● **PAGE EXTRACT**
=====

Now, almost three-quarters of the British countryside
is given over to farmland,
making it a key environment when it comes to protecting our wildlife.
Many farmers are encouraged to set aside land for nature's benefit,
so today Adam's exploring the wildlife on his farm in The Cotswolds.
Farming's a real juggling act.
We're growing lots of food, crops, animals, and here,
this grass is for producing silage to feed the animals in the winter.
And although we're growing all these crops,
I think it's really important to look after the environment.
I love to see a brown hare or a skylark on the farm,
and that's lovely, but also, I think it's part of our responsibility
as farmers that we are custodians of the landscape.
So, as well as fields of crops,
we've dedicated 225 acres to conservation.
From beautiful flower meadows, grass and shrubland,
to specially planted margins along the field edges.
Although we've chosen to leave this grassland unfarmed for nature,
in some areas we don't have the option.
This is one of my favourite parts of the farm.
It's just so peaceful, and it's a Site of Special Scientific Interest,
or SSSI for short.
It was hand-quarried for limestone up until about the 1930s,
which is why it's all undulating and lumpy and bumpy,
and not very practical to farm.
So now we just manage it for nature.

=====

● **DATA LISTING**

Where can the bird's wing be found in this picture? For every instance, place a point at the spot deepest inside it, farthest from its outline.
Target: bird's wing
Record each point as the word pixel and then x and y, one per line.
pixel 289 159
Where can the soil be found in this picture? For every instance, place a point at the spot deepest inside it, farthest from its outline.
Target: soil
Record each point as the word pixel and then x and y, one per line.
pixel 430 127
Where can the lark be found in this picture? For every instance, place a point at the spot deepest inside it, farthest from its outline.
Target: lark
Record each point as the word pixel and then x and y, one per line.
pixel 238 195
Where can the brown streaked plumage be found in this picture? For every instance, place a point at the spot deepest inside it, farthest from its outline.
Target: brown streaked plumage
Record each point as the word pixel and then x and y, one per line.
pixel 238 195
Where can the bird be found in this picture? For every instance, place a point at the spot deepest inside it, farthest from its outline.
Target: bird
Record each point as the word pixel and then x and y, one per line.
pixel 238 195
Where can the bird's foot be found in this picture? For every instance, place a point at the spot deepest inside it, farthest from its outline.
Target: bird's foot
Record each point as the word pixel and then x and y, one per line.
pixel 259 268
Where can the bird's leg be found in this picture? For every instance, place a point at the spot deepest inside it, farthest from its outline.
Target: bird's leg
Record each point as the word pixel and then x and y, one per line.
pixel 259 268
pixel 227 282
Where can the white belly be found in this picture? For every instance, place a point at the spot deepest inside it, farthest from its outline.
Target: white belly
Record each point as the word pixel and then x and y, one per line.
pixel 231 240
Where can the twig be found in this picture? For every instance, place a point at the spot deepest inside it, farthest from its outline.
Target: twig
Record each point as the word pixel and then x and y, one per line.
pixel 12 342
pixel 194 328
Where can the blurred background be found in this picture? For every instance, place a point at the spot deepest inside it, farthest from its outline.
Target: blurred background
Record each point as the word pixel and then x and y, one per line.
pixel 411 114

=====

● **WHAT TO DO**
- A) Can you copy the farmland wildlife passage word for word, from start to finish?
- B) In the records, can you update the lines starting at the one that contains "Where can the twig" and ending at the one that contains "pixel 194 328", replacing "twig" with "branch" and changing nothing else? Return only those lines.
The text and the records were drawn from separate sources.

● **SOLVED PROBLEMS**
- A)
Now, almost three-quarters of the British countryside
is given over to farmland,
making it a key environment when it comes to protecting our wildlife.
Many farmers are encouraged to set aside land for nature's benefit,
so today Adam's exploring the wildlife on his farm in The Cotswolds.
Farming's a real juggling act.
We're growing lots of food, crops, animals, and here,
this grass is for producing silage to feed the animals in the winter.
And although we're growing all these crops,
I think it's really important to look after the environment.
I love to see a brown hare or a skylark on the farm,
and that's lovely, but also, I think it's part of our responsibility
as farmers that we are custodians of the landscape.
So, as well as fields of crops,
we've dedicated 225 acres to conservation.
From beautiful flower meadows, grass and shrubland,
to specially planted margins along the field edges.
Although we've chosen to leave this grassland unfarmed for nature,
in some areas we don't have the option.
This is one of my favourite parts of the farm.
It's just so peaceful, and it's a Site of Special Scientific Interest,
or SSSI for short.
It was hand-quarried for limestone up until about the 1930s,
which is why it's all undulating and lumpy and bumpy,
and not very practical to farm.
So now we just manage it for nature.

- B)
Where can the branch be found in this picture? For every instance, place a point at the spot deepest inside it, farthest from its outline.
Target: branch
Record each point as the word pixel and then x and y, one per line.
pixel 12 342
pixel 194 328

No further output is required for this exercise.